### What you will do
Rewrite the stretch of the essay on juvenile prisons from "We talk about" through "seemingly hopeless recidivists.", changing "juvenile prisons" to "youth detention centers" wherever it occurs.

### Excerpted passage
** begin **

Every juvenile prison must be immediately closed and all of its prisoners freed.
Oh. Oh. Oh! That sounds too drastic and simplistic and revolutionary.
We talk about being reformist or revolutionary as if it were a personality choice. Yet we also talk about being scientific, about being reality-based. Unlike reactionary climate-denying racist creationists we claim, most of us, to recognize such phenomena as climate change and to act on them (leave aside for the moment whether we’re really acting appropriately on that one).
The science has long been crystal clear: juvenile prisons are worse than nothing. They increase rather than reducing crime. In our failure to abolish them, we — and not the children we torture — are the seemingly hopeless recidivists.
We spend in the United States $88,000 on average per year to lock a child up, compared to $10,652 to educate a child. We have over 66,000 children locked up, 87% of them boys, and our police arrest 2 million juveniles each year.
A recent longitudinal study of 35,000 young offenders found that those who are locked up are over twice as likely to be locked up as adults compared to those who committed similar offenses and came from similar backgrounds but were given an alternative penalty or were just not arrested. In some states over 80% of those locked up as kids will be convicted of later crimes. Studies have found that, more than family difficulties or gang membership or any other factor, the best predictor of criminality is whether someone has been imprisoned in what amount to factories for crime.
Well, but then, isn’t the best predictor the initial commission of a crime that led to the initial incarceration? Actually, no. Eighty to 90% of teenagers in the United States commit illegal acts that could land them behind bars. Most of those put behind bars are put there for minor, nonviolent offenses. A third of all teenagers have even committed a somewhat serious crime, but most are never arrested, much less imprisoned. Almost all grow out of it.
If the minority of young people whose lives are ruined by prison were selected randomly, we might be a bit more likely to do something about it. Anyone who is a parent and finds out what happens in juvenile prisons must be highly unlikely to tolerate their continued existence unless convinced that only other people’s children will be locked up. And in fact, it is highly disproportionately kids from poor neighborhoods and with darker skin who get locked up. A non-white child is far more likely to be arrested for the same act than a white child, far more likely to be charged and detained, far more likely to be sentenced to prison, and far more likely to be given a longer sentence.

** end **

### Records supplied

** begin **

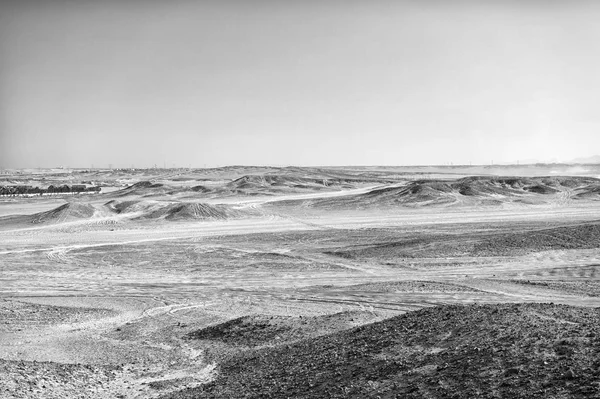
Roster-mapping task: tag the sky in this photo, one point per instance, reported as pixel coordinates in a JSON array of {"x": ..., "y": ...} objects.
[{"x": 316, "y": 82}]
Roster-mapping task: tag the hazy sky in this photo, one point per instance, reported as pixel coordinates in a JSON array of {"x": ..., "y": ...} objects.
[{"x": 313, "y": 82}]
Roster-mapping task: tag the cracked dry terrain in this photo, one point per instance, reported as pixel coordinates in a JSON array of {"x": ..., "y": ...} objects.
[{"x": 276, "y": 287}]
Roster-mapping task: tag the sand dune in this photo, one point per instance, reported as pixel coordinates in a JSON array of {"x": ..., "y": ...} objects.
[{"x": 477, "y": 190}]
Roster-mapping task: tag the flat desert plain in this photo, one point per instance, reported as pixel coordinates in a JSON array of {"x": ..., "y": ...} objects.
[{"x": 262, "y": 282}]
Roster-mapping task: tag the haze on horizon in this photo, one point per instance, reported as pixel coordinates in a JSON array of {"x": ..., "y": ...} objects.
[{"x": 208, "y": 83}]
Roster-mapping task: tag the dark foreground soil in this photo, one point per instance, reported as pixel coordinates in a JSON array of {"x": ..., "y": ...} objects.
[{"x": 475, "y": 351}]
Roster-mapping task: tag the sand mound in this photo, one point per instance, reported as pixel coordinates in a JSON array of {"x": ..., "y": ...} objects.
[
  {"x": 489, "y": 351},
  {"x": 65, "y": 213},
  {"x": 275, "y": 181},
  {"x": 144, "y": 189},
  {"x": 147, "y": 209},
  {"x": 476, "y": 190},
  {"x": 591, "y": 191},
  {"x": 199, "y": 211}
]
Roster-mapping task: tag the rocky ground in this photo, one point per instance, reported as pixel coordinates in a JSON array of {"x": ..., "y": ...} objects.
[{"x": 490, "y": 351}]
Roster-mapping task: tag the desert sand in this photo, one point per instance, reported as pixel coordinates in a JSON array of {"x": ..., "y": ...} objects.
[{"x": 303, "y": 282}]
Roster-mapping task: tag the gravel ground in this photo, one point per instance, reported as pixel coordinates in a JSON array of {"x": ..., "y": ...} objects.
[{"x": 485, "y": 351}]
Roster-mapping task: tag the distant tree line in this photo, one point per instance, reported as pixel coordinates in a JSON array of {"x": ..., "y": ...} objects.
[{"x": 64, "y": 189}]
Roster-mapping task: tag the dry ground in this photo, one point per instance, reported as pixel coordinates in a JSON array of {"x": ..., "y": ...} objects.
[{"x": 122, "y": 300}]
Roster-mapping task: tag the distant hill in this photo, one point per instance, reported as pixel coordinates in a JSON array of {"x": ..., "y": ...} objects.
[{"x": 587, "y": 160}]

** end **

### Answer for the task
We talk about being reformist or revolutionary as if it were a personality choice. Yet we also talk about being scientific, about being reality-based. Unlike reactionary climate-denying racist creationists we claim, most of us, to recognize such phenomena as climate change and to act on them (leave aside for the moment whether we’re really acting appropriately on that one).
The science has long been crystal clear: youth detention centers are worse than nothing. They increase rather than reducing crime. In our failure to abolish them, we — and not the children we torture — are the seemingly hopeless recidivists.